Rewrite the records from the line containing "Where can the black dress" through the end of the records, changing "plaid dress" to "checkered dress" and leaving everything else unchanged.

..........

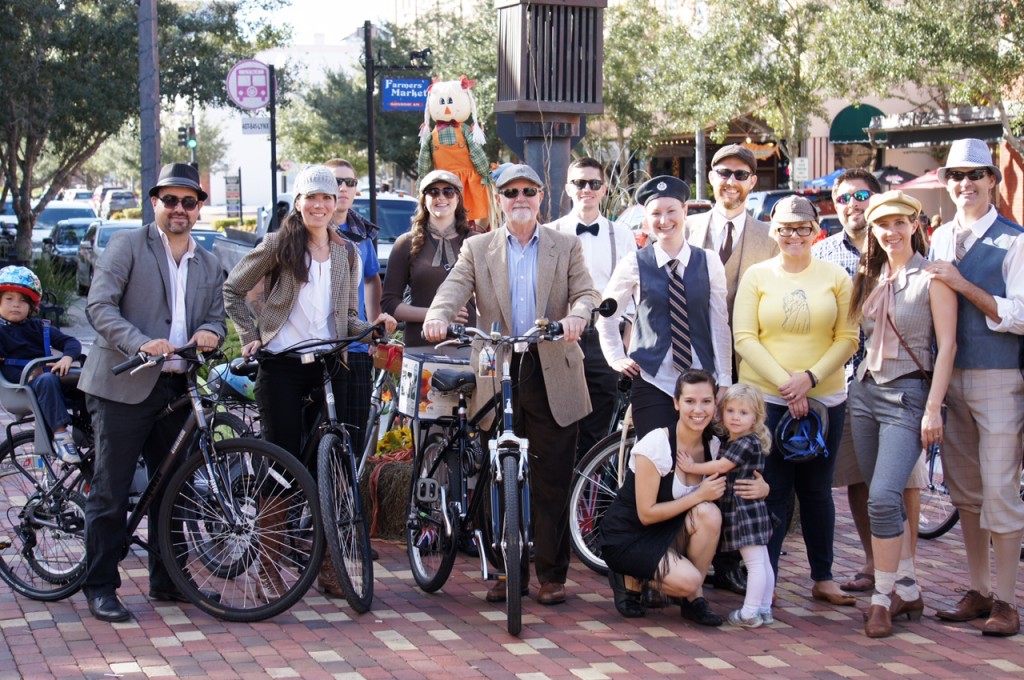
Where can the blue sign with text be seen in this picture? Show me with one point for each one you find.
(403, 93)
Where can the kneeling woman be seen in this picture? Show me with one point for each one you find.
(664, 525)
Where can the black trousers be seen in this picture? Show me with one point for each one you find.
(122, 432)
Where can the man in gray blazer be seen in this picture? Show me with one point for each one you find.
(153, 290)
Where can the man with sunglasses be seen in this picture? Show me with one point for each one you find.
(520, 272)
(980, 255)
(153, 290)
(604, 243)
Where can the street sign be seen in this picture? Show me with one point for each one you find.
(249, 84)
(403, 93)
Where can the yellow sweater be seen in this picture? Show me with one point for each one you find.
(788, 322)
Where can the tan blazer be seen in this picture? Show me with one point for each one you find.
(563, 288)
(755, 246)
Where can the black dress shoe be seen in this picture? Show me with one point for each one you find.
(109, 608)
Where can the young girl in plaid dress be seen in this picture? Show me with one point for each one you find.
(747, 525)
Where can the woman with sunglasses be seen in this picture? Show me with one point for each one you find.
(422, 257)
(794, 335)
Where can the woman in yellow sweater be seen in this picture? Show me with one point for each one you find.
(793, 334)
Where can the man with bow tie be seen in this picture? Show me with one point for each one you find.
(604, 243)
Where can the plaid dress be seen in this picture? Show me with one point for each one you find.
(743, 522)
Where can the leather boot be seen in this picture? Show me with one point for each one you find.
(879, 623)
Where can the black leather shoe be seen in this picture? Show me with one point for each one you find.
(109, 608)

..........

→ Result of the task:
Where can the black dress shoe be seen in this picture? Show me with one point for each one you find.
(109, 608)
Where can the young girl in checkered dress be seen in this picture? Show me with one point for each one you find.
(747, 525)
Where can the woman with sunglasses be seen in this picture? Show me with one point for each one you find.
(422, 257)
(794, 335)
Where can the woman in yellow sweater be seen in this picture? Show me with one point for each one you find.
(793, 334)
Where can the man with bow tie be seen in this picture? Show me with one point for each one you find.
(604, 243)
Where can the checkered dress be seen in this picture? Show me with one point for each one you find.
(743, 522)
Where can the leather boot be seen in this picture? Show me with one point for each one you find.
(879, 623)
Where can the black leather shoe be seen in this picture? Show me with one point for each one you find.
(109, 608)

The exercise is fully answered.